**What you are asked to do:** Copy word for word every line from the one that contains "For the benchmark, indicate the grass" through the last line of the rows below, both ends included.

**Stored records:**
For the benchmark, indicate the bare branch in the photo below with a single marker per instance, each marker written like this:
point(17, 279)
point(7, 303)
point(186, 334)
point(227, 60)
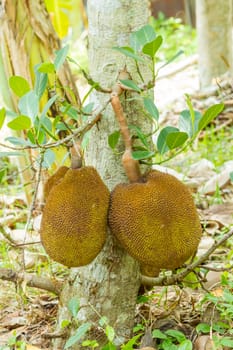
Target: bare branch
point(175, 278)
point(31, 280)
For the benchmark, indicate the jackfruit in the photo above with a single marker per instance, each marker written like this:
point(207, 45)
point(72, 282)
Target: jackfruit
point(74, 222)
point(54, 180)
point(155, 221)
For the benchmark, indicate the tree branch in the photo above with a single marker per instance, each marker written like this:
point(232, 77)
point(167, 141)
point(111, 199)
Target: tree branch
point(175, 278)
point(31, 280)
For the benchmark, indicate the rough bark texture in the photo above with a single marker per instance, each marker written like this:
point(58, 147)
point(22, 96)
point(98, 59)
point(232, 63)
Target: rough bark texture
point(214, 30)
point(109, 285)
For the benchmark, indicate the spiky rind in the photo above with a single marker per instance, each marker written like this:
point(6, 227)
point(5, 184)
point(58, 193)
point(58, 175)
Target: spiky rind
point(155, 221)
point(74, 222)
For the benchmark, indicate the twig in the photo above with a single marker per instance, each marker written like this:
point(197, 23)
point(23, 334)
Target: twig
point(175, 278)
point(130, 165)
point(31, 280)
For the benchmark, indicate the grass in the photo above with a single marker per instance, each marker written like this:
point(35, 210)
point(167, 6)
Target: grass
point(176, 36)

**Complete response:**
For the benchmark, indicate the grass in the photo above with a single marker per instance, each marker written like this:
point(35, 210)
point(167, 6)
Target: grass
point(176, 36)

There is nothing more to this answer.